PROBLEM REQUIREMENTS:
Restate the whole of the data verbatim, omitting nothing.

● ● ● ● ● ● ●

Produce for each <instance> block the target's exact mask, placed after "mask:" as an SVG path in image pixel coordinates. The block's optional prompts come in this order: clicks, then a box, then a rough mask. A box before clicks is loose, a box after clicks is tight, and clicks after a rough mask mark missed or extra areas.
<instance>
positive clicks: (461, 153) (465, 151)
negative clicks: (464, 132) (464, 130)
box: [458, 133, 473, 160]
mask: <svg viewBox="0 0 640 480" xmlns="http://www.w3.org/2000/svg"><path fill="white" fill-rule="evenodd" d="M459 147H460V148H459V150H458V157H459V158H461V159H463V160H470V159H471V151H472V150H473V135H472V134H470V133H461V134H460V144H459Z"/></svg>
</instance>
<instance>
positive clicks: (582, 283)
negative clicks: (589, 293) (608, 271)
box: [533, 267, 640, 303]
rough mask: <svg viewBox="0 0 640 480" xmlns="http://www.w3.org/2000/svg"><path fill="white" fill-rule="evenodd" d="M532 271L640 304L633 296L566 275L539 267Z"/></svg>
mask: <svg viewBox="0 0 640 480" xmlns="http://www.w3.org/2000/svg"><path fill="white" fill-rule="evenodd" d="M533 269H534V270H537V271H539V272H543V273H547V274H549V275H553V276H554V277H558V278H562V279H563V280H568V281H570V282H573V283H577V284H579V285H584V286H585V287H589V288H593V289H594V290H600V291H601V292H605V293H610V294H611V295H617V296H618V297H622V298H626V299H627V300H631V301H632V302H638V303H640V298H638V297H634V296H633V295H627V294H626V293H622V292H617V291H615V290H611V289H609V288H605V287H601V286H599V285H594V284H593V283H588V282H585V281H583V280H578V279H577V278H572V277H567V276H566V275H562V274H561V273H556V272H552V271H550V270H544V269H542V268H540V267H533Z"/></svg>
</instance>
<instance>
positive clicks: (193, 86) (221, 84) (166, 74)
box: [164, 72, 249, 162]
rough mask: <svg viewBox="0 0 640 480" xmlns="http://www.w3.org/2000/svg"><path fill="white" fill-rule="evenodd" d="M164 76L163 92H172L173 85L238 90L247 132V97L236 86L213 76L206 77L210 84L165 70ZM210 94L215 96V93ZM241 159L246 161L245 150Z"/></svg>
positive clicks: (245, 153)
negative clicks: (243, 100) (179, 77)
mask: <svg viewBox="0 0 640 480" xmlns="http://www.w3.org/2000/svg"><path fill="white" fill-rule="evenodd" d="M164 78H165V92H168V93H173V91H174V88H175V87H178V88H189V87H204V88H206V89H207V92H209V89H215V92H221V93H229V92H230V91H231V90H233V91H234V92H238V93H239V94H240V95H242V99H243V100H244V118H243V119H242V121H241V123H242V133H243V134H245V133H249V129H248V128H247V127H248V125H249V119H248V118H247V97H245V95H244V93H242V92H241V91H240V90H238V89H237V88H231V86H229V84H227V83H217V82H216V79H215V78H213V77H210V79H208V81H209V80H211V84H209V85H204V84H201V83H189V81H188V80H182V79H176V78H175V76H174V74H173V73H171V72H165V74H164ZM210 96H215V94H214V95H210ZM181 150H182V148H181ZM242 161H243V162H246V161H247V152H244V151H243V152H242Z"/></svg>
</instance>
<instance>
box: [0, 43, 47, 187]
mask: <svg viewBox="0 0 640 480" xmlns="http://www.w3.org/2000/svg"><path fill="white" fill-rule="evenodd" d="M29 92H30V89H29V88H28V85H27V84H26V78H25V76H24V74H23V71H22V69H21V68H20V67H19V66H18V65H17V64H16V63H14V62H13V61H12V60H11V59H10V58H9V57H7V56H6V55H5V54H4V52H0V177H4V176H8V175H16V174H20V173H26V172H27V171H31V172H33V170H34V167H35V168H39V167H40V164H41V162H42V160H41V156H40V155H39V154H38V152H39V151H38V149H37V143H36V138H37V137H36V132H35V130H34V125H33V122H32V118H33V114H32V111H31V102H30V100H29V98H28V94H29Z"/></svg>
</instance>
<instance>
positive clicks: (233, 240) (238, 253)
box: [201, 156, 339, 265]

● ● ● ● ● ● ●

EXERCISE RESULT:
Produce for each <instance> block the target's exact mask, placed after "mask:" as an SVG path in image pixel coordinates. The block's optional prompts come in this order: clicks, then a box, then a rough mask. A box before clicks is loose, a box after clicks is tight, and clicks after a rough mask mark missed or extra areas.
<instance>
positive clicks: (461, 153) (465, 151)
negative clicks: (464, 132) (464, 130)
box: [458, 133, 473, 160]
mask: <svg viewBox="0 0 640 480" xmlns="http://www.w3.org/2000/svg"><path fill="white" fill-rule="evenodd" d="M459 147H460V148H459V150H458V157H459V158H461V159H463V160H470V159H471V151H472V150H473V135H472V134H470V133H461V134H460V144H459Z"/></svg>
</instance>
<instance>
positive clicks: (582, 283)
negative clicks: (589, 293) (608, 271)
box: [533, 267, 640, 303]
rough mask: <svg viewBox="0 0 640 480" xmlns="http://www.w3.org/2000/svg"><path fill="white" fill-rule="evenodd" d="M532 271L640 304L633 296L566 275L539 267Z"/></svg>
mask: <svg viewBox="0 0 640 480" xmlns="http://www.w3.org/2000/svg"><path fill="white" fill-rule="evenodd" d="M533 269H534V270H537V271H539V272H543V273H547V274H549V275H553V276H554V277H558V278H562V279H563V280H568V281H570V282H573V283H577V284H579V285H584V286H585V287H589V288H593V289H594V290H600V291H601V292H605V293H610V294H611V295H617V296H618V297H622V298H626V299H627V300H631V301H632V302H638V303H640V298H638V297H634V296H633V295H627V294H626V293H622V292H617V291H615V290H611V289H609V288H605V287H601V286H599V285H594V284H593V283H588V282H585V281H583V280H578V279H577V278H572V277H567V276H566V275H562V274H561V273H556V272H552V271H550V270H544V269H542V268H540V267H533Z"/></svg>
</instance>
<instance>
positive clicks: (193, 86) (221, 84) (166, 74)
box: [164, 72, 249, 162]
rough mask: <svg viewBox="0 0 640 480" xmlns="http://www.w3.org/2000/svg"><path fill="white" fill-rule="evenodd" d="M164 76L163 92H172L173 85L238 90L247 132V97L236 86L213 76L206 77L210 84L165 70ZM210 94L215 96V93ZM241 159L246 161L245 150Z"/></svg>
positive clicks: (245, 153)
negative clicks: (243, 100) (179, 77)
mask: <svg viewBox="0 0 640 480" xmlns="http://www.w3.org/2000/svg"><path fill="white" fill-rule="evenodd" d="M164 78H165V92H168V93H173V91H174V88H175V87H178V88H189V87H204V88H206V89H207V92H209V89H215V92H221V93H229V92H230V91H231V90H233V91H234V92H238V93H239V94H240V95H242V99H243V100H244V118H243V119H242V121H241V123H242V133H243V134H245V133H249V129H248V128H247V127H248V125H249V119H248V118H247V97H245V95H244V93H242V92H241V91H240V90H238V89H237V88H231V86H229V84H227V83H217V82H216V79H215V78H213V77H210V79H208V81H209V80H211V84H209V85H204V84H201V83H189V81H188V80H182V79H176V78H175V76H174V74H173V73H171V72H165V74H164ZM210 96H215V94H214V95H210ZM181 150H182V148H181ZM242 161H243V162H246V161H247V152H244V151H243V152H242Z"/></svg>
</instance>
<instance>
box: [0, 43, 47, 187]
mask: <svg viewBox="0 0 640 480" xmlns="http://www.w3.org/2000/svg"><path fill="white" fill-rule="evenodd" d="M29 92H30V89H29V88H28V85H27V84H26V78H25V76H24V74H23V71H22V69H21V68H20V67H19V66H18V65H17V64H16V63H14V62H13V61H12V60H11V59H10V58H9V57H7V56H6V55H5V54H4V52H0V177H4V176H8V175H16V174H20V173H26V172H27V171H31V172H33V170H34V167H35V168H39V167H40V164H41V162H42V160H41V156H40V155H39V154H38V152H39V151H38V149H37V143H36V138H37V137H36V132H35V130H34V125H33V122H32V118H33V114H32V111H31V102H30V100H29V98H28V94H29Z"/></svg>
</instance>
<instance>
positive clicks: (233, 240) (238, 253)
box: [201, 156, 339, 265]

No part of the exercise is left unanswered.